• [Stored data]:
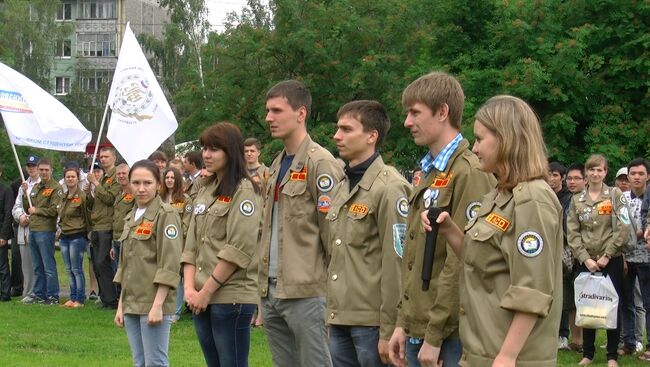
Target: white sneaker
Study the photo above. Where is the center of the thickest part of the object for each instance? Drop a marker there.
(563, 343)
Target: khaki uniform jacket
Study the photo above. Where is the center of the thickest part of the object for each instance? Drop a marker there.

...

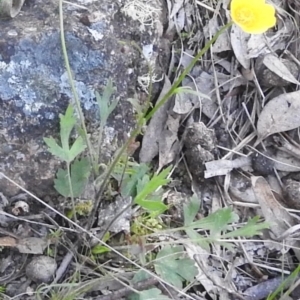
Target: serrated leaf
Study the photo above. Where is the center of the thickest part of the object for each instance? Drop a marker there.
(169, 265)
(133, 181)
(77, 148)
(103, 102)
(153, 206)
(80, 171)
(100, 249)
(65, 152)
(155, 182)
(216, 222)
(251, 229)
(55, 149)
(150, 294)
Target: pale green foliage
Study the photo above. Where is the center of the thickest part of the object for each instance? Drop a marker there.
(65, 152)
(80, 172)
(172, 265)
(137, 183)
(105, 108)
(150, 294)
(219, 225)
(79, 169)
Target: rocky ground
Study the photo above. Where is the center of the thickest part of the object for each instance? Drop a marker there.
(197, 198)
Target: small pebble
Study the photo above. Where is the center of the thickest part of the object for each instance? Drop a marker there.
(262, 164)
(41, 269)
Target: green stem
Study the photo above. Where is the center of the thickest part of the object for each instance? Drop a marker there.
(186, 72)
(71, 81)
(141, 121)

• [What the task requires]:
Locate each line in the data above that contains the word "green" and copy those lines.

• [Exercise result]:
Target: pale green foliage
Target: green stem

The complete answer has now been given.